- TASK DIRECTIONS
Only one stretch of the data below should be repeated: the lines from the line containing "Scouting pass: put a marker on the green cactus" through the line containing "[(236, 286), (336, 511), (147, 473), (147, 256)]", inclusive, exactly as they are.

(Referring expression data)
---------------

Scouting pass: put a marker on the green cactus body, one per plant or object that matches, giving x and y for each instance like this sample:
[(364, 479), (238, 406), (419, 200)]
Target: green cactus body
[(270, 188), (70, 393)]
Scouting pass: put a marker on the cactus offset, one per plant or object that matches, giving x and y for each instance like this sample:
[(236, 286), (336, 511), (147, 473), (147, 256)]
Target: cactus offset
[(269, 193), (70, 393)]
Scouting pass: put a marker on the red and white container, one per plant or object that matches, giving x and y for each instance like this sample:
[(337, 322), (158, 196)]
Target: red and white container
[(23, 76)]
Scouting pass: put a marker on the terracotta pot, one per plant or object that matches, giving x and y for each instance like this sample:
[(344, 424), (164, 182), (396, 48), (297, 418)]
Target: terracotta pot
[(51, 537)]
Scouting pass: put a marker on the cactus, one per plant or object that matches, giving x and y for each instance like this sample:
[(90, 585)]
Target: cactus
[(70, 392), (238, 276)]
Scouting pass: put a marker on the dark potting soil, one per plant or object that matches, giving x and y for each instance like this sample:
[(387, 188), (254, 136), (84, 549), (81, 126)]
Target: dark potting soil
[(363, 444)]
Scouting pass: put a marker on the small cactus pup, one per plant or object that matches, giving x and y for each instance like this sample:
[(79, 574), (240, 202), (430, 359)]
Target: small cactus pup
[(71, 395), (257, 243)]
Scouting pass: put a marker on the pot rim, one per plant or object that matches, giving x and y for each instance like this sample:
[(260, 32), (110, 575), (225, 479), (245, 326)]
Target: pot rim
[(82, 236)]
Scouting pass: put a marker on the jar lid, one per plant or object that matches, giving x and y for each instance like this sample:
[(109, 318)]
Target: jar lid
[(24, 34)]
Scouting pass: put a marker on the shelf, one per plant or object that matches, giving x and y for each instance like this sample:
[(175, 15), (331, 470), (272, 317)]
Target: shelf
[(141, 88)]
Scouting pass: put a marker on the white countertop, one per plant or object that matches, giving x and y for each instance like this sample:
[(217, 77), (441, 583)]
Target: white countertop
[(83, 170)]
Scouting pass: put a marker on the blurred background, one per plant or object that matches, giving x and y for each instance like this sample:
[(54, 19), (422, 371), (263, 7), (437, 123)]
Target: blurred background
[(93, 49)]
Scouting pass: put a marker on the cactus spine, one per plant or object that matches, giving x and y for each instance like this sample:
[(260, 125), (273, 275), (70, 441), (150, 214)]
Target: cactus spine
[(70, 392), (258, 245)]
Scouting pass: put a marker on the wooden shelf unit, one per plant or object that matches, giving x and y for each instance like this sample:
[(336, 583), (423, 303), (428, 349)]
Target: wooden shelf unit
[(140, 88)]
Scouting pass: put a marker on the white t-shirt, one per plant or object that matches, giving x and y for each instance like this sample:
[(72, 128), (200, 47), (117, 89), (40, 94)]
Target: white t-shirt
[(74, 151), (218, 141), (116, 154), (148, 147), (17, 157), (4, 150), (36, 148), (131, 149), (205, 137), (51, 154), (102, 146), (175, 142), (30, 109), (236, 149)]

---------------

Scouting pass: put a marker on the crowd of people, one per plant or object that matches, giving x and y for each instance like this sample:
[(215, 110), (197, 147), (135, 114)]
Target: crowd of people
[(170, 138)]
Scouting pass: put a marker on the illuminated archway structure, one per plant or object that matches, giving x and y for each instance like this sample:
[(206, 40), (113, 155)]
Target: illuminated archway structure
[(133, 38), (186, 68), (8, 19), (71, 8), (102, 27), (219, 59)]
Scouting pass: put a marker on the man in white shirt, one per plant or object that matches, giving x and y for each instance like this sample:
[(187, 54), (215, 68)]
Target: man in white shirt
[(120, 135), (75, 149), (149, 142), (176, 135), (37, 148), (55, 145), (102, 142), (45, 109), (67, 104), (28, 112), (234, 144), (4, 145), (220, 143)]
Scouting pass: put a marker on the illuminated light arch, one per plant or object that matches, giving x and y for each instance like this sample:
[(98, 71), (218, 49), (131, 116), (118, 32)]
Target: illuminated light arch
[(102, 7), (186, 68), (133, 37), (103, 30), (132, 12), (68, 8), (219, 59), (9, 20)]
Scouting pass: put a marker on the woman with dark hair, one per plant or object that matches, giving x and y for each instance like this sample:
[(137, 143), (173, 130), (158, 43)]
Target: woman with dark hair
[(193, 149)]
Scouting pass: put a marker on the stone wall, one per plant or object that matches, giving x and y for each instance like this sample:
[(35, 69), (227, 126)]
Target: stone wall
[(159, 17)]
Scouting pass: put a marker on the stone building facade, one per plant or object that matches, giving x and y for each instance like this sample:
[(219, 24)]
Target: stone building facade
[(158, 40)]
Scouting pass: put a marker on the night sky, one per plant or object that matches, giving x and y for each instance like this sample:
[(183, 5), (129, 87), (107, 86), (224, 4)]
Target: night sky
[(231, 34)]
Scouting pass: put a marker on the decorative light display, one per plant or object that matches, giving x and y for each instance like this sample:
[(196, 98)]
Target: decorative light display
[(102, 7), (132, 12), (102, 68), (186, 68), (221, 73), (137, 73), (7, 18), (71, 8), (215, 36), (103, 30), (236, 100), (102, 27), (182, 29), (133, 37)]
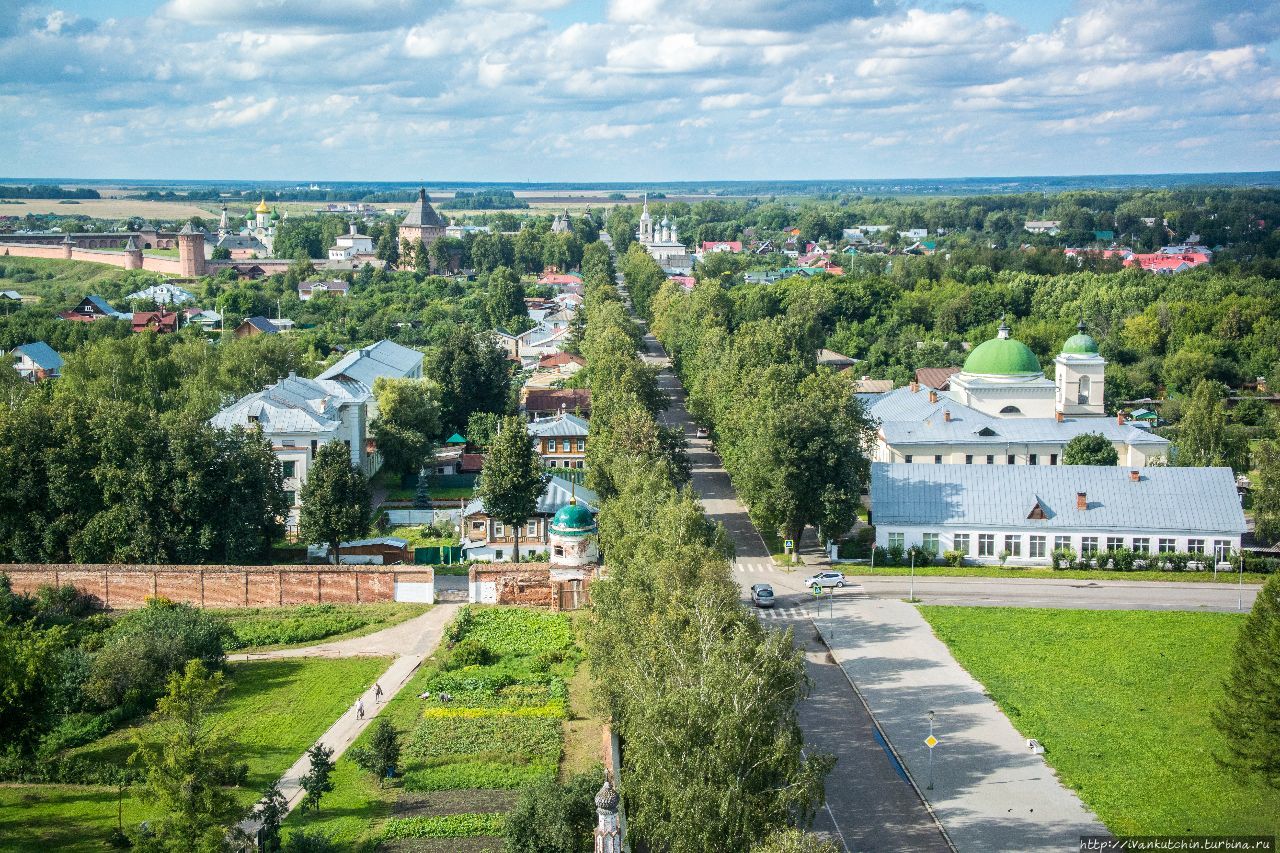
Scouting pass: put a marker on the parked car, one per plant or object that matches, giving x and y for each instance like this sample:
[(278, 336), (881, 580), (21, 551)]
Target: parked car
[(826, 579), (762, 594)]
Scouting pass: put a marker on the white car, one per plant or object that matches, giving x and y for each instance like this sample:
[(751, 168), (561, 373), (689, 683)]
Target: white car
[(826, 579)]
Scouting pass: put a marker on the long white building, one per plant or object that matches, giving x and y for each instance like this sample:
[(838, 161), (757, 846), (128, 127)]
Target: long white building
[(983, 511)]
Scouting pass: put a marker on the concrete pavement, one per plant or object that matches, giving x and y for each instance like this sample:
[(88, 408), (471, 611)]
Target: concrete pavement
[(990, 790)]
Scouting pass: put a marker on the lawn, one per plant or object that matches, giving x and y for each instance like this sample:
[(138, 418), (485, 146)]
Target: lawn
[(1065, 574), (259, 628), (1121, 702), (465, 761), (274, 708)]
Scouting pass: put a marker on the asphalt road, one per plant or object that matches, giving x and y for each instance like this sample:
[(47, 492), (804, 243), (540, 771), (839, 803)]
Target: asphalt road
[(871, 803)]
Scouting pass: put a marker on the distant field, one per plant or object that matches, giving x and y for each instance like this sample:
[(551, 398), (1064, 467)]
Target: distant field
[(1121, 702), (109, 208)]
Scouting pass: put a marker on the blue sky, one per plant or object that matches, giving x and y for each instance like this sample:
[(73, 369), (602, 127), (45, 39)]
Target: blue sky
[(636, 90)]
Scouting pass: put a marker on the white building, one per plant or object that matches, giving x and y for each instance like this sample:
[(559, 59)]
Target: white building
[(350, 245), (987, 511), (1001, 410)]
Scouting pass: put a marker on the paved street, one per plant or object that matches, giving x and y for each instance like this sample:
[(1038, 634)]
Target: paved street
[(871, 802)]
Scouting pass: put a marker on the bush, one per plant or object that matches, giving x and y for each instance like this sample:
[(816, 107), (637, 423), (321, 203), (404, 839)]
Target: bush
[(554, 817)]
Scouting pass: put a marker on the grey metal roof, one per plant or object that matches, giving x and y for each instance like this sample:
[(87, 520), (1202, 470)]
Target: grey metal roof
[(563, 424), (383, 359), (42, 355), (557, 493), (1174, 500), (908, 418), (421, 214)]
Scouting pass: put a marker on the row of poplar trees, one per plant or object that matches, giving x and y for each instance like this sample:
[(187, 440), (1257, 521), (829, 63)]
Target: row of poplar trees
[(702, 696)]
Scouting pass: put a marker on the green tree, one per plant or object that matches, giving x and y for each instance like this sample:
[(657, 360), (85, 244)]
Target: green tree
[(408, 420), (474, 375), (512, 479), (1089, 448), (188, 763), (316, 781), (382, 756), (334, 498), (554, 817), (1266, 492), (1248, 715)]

---------------

- SOLUTION FOR THIS EXERCISE
Scouting pass: put a marker on the green cactus body, one per plant or object that matches, giving x and y for each instance like this sample:
[(364, 479), (238, 406), (419, 200)]
Target: green cactus body
[(270, 188), (70, 393)]
Scouting pass: put a marker on the cactus offset, one per plant or object that matches, giving x and y for each instance like this sample:
[(236, 286), (336, 511), (147, 473), (147, 256)]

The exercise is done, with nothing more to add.